Job:
Present the entries below as a Markdown table with the columns Row and Line. Give each non-blank line its own numbered row and omit blank lines.

Data:
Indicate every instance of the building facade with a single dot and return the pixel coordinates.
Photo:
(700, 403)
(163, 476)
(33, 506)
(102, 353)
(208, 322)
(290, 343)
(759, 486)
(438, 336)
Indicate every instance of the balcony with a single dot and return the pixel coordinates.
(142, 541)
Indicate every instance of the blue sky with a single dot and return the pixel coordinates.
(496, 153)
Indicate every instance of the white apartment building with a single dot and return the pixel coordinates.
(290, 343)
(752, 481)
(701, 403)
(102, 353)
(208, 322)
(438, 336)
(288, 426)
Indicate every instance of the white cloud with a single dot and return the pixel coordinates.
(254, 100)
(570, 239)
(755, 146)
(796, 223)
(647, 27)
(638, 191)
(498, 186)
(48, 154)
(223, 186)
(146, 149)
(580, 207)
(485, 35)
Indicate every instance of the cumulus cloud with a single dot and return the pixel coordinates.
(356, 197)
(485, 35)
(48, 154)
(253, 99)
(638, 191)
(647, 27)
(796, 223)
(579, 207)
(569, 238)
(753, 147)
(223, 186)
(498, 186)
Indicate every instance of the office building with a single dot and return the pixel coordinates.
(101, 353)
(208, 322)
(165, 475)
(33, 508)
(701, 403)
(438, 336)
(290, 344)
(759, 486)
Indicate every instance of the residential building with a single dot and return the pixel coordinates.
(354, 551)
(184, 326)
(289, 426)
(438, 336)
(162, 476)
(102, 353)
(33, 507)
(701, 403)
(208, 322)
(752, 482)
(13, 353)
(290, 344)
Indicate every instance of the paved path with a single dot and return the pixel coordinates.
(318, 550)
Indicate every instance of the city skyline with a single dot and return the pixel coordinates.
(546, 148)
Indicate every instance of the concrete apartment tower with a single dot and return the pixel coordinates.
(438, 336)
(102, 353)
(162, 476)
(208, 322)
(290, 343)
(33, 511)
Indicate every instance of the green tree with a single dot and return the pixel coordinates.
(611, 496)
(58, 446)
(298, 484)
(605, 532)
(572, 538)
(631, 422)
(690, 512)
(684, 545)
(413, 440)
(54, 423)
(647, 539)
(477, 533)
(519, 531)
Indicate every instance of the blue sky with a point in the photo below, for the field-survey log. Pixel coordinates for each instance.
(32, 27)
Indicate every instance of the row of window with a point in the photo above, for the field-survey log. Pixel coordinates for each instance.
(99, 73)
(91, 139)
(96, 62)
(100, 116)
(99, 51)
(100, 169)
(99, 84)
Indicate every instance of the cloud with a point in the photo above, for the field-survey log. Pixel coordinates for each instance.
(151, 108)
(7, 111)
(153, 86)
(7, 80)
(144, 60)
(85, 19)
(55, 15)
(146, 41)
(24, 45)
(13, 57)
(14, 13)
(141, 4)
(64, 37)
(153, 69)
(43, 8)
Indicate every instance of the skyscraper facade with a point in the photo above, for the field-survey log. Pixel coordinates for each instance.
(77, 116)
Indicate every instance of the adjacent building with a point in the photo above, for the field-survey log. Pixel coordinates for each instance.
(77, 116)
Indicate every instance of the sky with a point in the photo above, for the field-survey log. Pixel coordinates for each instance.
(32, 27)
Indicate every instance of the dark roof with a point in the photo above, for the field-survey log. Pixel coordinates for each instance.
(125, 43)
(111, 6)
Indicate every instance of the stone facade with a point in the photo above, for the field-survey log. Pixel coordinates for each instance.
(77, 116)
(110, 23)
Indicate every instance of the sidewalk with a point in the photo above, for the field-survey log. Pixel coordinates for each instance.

Solution to this exercise:
| Row | Line |
|---|---|
| 1 | Indicate every instance of the building facade with a single dot and return the pixel coordinates. |
| 2 | Photo: |
| 3 | (700, 403) |
| 4 | (163, 476) |
| 5 | (33, 506) |
| 6 | (102, 353) |
| 7 | (208, 322) |
| 8 | (290, 343) |
| 9 | (759, 486) |
| 10 | (438, 336) |
| 11 | Indicate every instance of the balcony with a single dot and return the pixel coordinates. |
| 12 | (142, 541) |
| 13 | Indicate every instance of the blue sky with a single dot and return the pixel coordinates. |
| 14 | (496, 153) |
| 15 | Indicate every instance of the white apartment building with a single dot and return the pixel coordinates. |
| 16 | (290, 343) |
| 17 | (752, 481) |
| 18 | (701, 403) |
| 19 | (102, 353) |
| 20 | (208, 322) |
| 21 | (438, 336) |
| 22 | (288, 426) |
| 23 | Indicate every instance of the white cloud with a single dot and return the pixel coordinates. |
| 24 | (254, 100) |
| 25 | (570, 239) |
| 26 | (755, 146) |
| 27 | (796, 223) |
| 28 | (647, 27) |
| 29 | (638, 191) |
| 30 | (498, 186) |
| 31 | (48, 154) |
| 32 | (223, 186) |
| 33 | (146, 149) |
| 34 | (580, 207) |
| 35 | (485, 35) |
| 36 | Indicate every instance of the cumulus cloud with a single dot and return the pixel coordinates. |
| 37 | (356, 197) |
| 38 | (485, 35) |
| 39 | (48, 154) |
| 40 | (253, 99) |
| 41 | (638, 191) |
| 42 | (647, 27) |
| 43 | (796, 223) |
| 44 | (579, 207) |
| 45 | (569, 238) |
| 46 | (753, 147) |
| 47 | (223, 186) |
| 48 | (498, 186) |
| 49 | Indicate every instance of the office building with a single dot and return the pixel coordinates. |
| 50 | (101, 353) |
| 51 | (208, 322) |
| 52 | (165, 475) |
| 53 | (33, 508) |
| 54 | (701, 403) |
| 55 | (438, 336) |
| 56 | (290, 344) |
| 57 | (759, 486) |
| 58 | Indicate every instance of the residential building with a single dot and return the pixel coordinates. |
| 59 | (354, 551) |
| 60 | (184, 326) |
| 61 | (289, 426) |
| 62 | (438, 336) |
| 63 | (162, 476) |
| 64 | (102, 353) |
| 65 | (33, 507) |
| 66 | (701, 403) |
| 67 | (208, 322) |
| 68 | (752, 482) |
| 69 | (13, 353) |
| 70 | (290, 344) |
| 71 | Indicate every instance of the paved path with a single dot and return the pixel coordinates. |
| 72 | (318, 550) |
| 73 | Indicate every instance of the city skyline with a single dot and return the pixel coordinates. |
| 74 | (546, 148) |
| 75 | Indicate every instance of the concrete apartment tower with a single dot and return the pixel coordinates. |
| 76 | (438, 336) |
| 77 | (102, 353) |
| 78 | (162, 476) |
| 79 | (208, 322) |
| 80 | (290, 343) |
| 81 | (33, 511) |
| 82 | Indicate every instance of the green tree with a single dot and return the pixel coordinates. |
| 83 | (611, 496) |
| 84 | (58, 446) |
| 85 | (298, 484) |
| 86 | (605, 532) |
| 87 | (572, 538) |
| 88 | (631, 422) |
| 89 | (690, 512) |
| 90 | (684, 545) |
| 91 | (413, 440) |
| 92 | (54, 423) |
| 93 | (647, 539) |
| 94 | (477, 533) |
| 95 | (519, 531) |
| 96 | Indicate every instance of the blue sky with a point in the photo below, for the field-survey log. Pixel coordinates for each instance. |
| 97 | (32, 27) |
| 98 | Indicate every instance of the row of window with a point in the photo above, for the field-survey log. Pixel coordinates for each instance. |
| 99 | (99, 73) |
| 100 | (91, 139) |
| 101 | (96, 62) |
| 102 | (100, 116) |
| 103 | (99, 51) |
| 104 | (100, 169) |
| 105 | (99, 84) |
| 106 | Indicate every instance of the cloud with a point in the photo above, for the field-survey log. Pixel coordinates for each instance. |
| 107 | (151, 108) |
| 108 | (7, 111) |
| 109 | (153, 86) |
| 110 | (7, 80) |
| 111 | (144, 60) |
| 112 | (85, 19) |
| 113 | (55, 15) |
| 114 | (146, 41) |
| 115 | (24, 45) |
| 116 | (13, 57) |
| 117 | (14, 13) |
| 118 | (141, 4) |
| 119 | (64, 37) |
| 120 | (153, 69) |
| 121 | (43, 8) |
| 122 | Indicate every instance of the skyscraper facade with a point in the photo above, for the field-survey log. Pixel coordinates for each instance. |
| 123 | (77, 116) |
| 124 | Indicate every instance of the adjacent building with a point in the photo above, for the field-survey log. Pixel coordinates for each instance. |
| 125 | (77, 116) |
| 126 | Indicate every instance of the sky with a point in the photo above, for the field-survey log. Pixel coordinates for each instance. |
| 127 | (32, 27) |
| 128 | Indicate every instance of the dark roof with a point in the photo above, for the field-survey log. Pixel coordinates for each instance. |
| 129 | (125, 43) |
| 130 | (111, 6) |
| 131 | Indicate every instance of the stone facade with a point in the photo above, for the field-survey log. Pixel coordinates for each instance. |
| 132 | (77, 116) |
| 133 | (110, 23) |
| 134 | Indicate every instance of the sidewalk with a point in the photo above, for the field-survey log. Pixel coordinates for each instance. |